• **WHAT THIS TASK INVOLVES**:
Search the listing below for the word "sign", and copy every line in which it turns up.

• **DATA PROVIDED**:
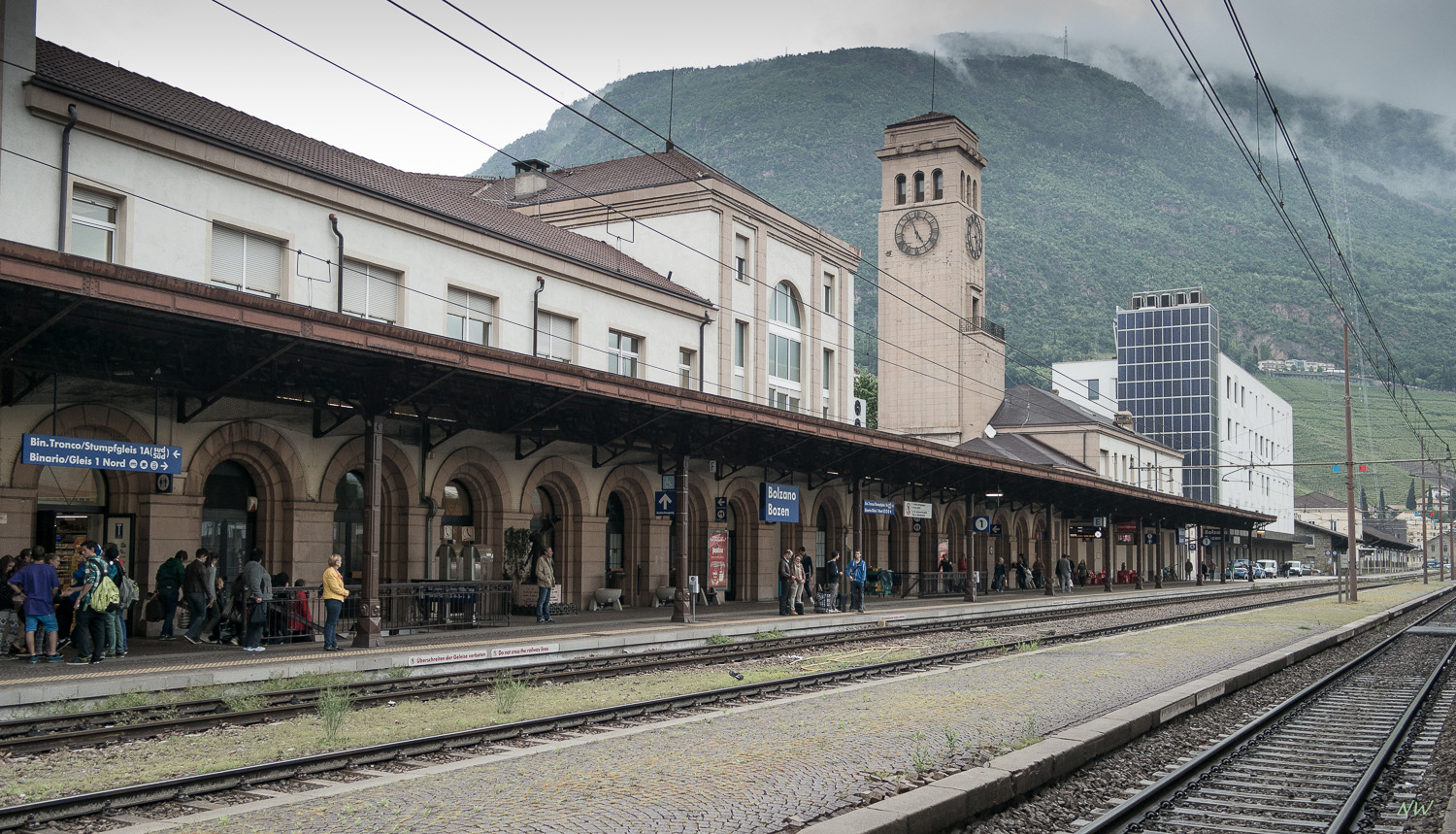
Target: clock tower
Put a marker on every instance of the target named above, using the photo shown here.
(943, 364)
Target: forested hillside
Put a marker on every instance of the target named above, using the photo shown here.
(1094, 191)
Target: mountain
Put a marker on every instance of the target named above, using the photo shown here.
(1095, 189)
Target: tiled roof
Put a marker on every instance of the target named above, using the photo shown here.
(1022, 449)
(130, 92)
(1318, 501)
(643, 171)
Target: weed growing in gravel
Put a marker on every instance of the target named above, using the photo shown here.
(951, 740)
(920, 754)
(1028, 734)
(334, 708)
(127, 700)
(509, 691)
(244, 702)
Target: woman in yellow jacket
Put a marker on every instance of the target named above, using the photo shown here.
(334, 595)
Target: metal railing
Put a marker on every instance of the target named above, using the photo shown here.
(980, 323)
(296, 615)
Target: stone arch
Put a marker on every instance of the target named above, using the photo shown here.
(635, 493)
(399, 487)
(277, 473)
(751, 578)
(562, 481)
(486, 482)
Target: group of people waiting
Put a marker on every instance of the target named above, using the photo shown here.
(797, 584)
(40, 615)
(1031, 577)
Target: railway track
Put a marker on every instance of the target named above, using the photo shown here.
(482, 741)
(40, 734)
(1309, 764)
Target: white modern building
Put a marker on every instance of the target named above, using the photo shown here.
(1237, 435)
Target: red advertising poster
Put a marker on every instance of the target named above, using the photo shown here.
(716, 557)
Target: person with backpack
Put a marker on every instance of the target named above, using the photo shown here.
(93, 601)
(171, 577)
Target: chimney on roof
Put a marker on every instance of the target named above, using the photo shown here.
(530, 177)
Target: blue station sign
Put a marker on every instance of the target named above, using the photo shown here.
(114, 454)
(779, 502)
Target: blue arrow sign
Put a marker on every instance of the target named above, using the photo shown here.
(114, 454)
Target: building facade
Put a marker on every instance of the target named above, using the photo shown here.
(1179, 389)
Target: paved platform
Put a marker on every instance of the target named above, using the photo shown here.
(777, 766)
(159, 665)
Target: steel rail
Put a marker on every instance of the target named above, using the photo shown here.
(242, 778)
(29, 735)
(1130, 814)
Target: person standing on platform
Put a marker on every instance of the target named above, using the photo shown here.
(807, 562)
(334, 595)
(198, 594)
(832, 581)
(786, 584)
(256, 592)
(171, 577)
(35, 585)
(858, 571)
(545, 581)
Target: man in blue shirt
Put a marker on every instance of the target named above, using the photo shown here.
(37, 584)
(856, 571)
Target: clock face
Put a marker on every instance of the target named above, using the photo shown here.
(975, 236)
(917, 232)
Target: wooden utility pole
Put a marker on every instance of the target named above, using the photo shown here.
(1353, 537)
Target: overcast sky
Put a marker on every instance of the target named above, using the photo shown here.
(1400, 51)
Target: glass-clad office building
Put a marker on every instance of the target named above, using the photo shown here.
(1167, 378)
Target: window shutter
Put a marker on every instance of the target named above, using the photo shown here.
(227, 256)
(355, 288)
(264, 264)
(383, 294)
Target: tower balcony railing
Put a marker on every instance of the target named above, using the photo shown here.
(983, 325)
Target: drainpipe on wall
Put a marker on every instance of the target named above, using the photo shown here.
(334, 221)
(702, 355)
(536, 317)
(66, 178)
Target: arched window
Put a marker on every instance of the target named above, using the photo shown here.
(785, 349)
(348, 522)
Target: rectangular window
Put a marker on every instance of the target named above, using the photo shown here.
(827, 384)
(684, 367)
(555, 337)
(93, 224)
(783, 358)
(469, 317)
(247, 262)
(622, 354)
(370, 291)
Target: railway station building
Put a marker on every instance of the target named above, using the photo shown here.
(404, 369)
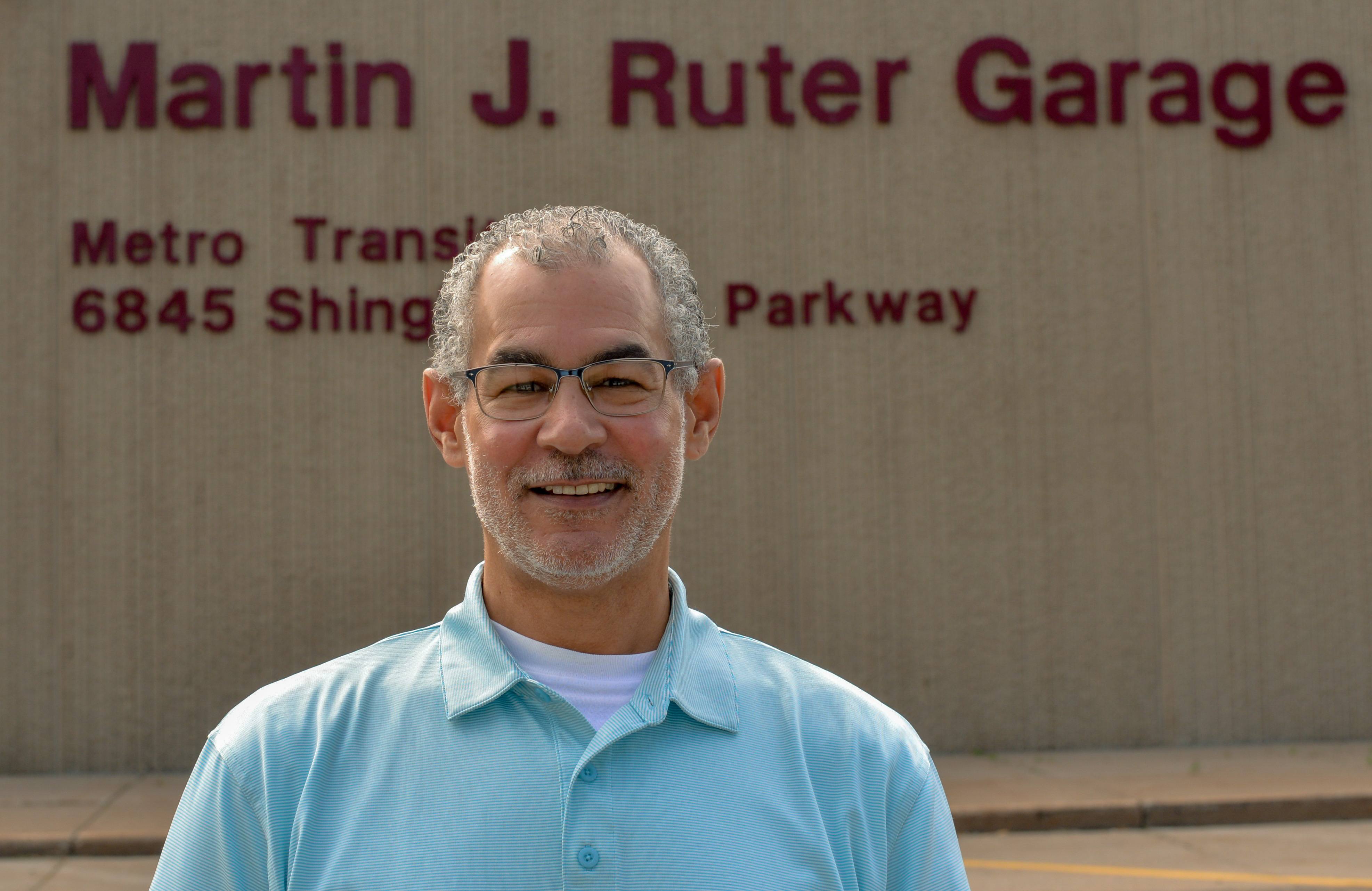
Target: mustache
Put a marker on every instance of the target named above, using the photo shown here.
(588, 464)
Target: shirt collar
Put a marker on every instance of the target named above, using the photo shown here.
(691, 668)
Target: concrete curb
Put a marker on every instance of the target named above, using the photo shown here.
(102, 846)
(1145, 815)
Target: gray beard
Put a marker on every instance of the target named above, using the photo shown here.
(653, 503)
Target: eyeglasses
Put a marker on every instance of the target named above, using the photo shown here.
(619, 388)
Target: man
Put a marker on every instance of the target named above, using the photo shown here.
(573, 723)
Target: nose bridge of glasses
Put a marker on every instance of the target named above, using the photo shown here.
(571, 373)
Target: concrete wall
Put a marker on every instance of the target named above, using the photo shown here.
(1128, 504)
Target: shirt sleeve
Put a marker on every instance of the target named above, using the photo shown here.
(924, 854)
(217, 841)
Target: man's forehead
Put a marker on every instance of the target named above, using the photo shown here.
(592, 309)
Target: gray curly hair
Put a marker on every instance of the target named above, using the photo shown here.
(555, 238)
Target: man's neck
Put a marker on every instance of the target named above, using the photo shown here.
(625, 616)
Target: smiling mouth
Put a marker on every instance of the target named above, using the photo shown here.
(581, 489)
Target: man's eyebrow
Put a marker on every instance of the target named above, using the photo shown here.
(526, 356)
(623, 351)
(518, 355)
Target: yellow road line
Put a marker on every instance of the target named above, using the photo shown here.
(1194, 875)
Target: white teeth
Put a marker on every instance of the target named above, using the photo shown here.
(585, 489)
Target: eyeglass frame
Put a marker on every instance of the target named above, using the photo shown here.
(669, 366)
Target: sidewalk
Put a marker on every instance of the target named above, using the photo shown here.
(90, 815)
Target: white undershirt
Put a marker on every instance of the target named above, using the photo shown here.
(595, 684)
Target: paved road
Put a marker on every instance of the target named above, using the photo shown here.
(1228, 859)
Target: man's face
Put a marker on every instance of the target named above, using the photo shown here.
(567, 319)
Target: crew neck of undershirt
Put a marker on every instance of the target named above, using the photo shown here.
(595, 684)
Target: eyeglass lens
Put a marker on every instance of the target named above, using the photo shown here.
(619, 388)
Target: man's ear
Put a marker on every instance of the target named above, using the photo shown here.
(444, 422)
(703, 408)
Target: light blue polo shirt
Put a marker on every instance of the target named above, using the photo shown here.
(430, 761)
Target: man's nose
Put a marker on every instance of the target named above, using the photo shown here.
(571, 425)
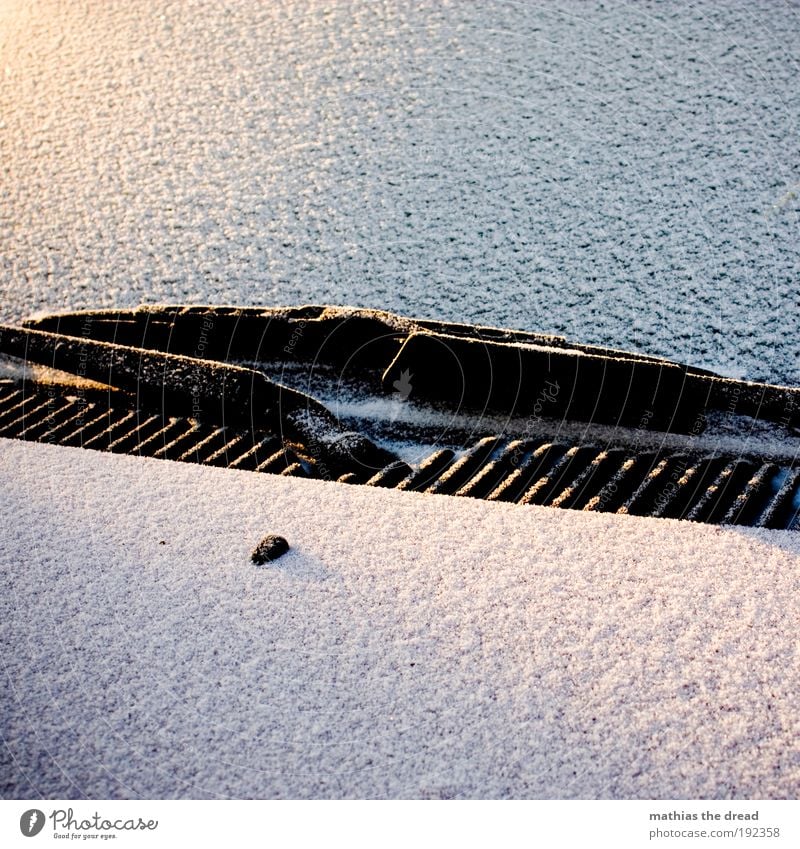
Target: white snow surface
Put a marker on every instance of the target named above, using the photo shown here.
(622, 173)
(407, 646)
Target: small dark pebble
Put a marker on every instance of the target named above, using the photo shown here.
(269, 549)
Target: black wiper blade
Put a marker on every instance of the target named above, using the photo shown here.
(208, 390)
(456, 366)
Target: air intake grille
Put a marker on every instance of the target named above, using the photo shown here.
(715, 489)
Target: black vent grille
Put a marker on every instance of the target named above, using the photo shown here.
(669, 483)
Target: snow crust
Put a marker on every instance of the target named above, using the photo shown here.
(407, 645)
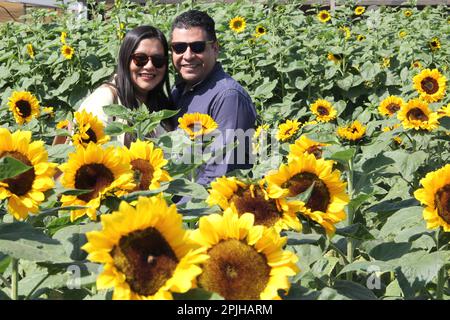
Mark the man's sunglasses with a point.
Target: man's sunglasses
(141, 59)
(196, 47)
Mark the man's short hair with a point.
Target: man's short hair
(196, 18)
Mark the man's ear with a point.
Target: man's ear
(216, 48)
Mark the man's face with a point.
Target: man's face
(194, 67)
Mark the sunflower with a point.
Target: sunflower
(67, 51)
(305, 145)
(353, 131)
(417, 115)
(254, 199)
(245, 261)
(416, 64)
(102, 171)
(260, 30)
(30, 50)
(328, 197)
(237, 24)
(435, 44)
(88, 129)
(359, 10)
(390, 105)
(147, 163)
(145, 251)
(346, 31)
(430, 84)
(444, 111)
(287, 129)
(63, 37)
(25, 191)
(197, 124)
(324, 16)
(323, 110)
(64, 124)
(24, 106)
(435, 195)
(336, 58)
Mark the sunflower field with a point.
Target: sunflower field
(348, 198)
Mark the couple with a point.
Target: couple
(204, 87)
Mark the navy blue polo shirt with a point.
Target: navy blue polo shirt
(227, 102)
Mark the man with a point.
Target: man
(204, 87)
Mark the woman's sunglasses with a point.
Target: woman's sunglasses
(141, 59)
(196, 47)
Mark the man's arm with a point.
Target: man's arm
(231, 110)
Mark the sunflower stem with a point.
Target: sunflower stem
(15, 279)
(349, 275)
(441, 275)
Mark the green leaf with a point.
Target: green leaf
(11, 167)
(356, 231)
(407, 163)
(402, 219)
(22, 241)
(117, 128)
(117, 110)
(265, 91)
(67, 83)
(390, 205)
(420, 267)
(59, 151)
(184, 187)
(197, 294)
(390, 250)
(370, 70)
(353, 290)
(343, 156)
(73, 238)
(75, 192)
(304, 196)
(301, 84)
(368, 266)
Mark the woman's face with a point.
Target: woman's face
(146, 73)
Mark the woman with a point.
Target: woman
(141, 77)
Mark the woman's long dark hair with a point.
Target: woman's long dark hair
(157, 99)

• **EXERCISE SOLUTION**:
Target: blue station sign
Target: blue arrow sign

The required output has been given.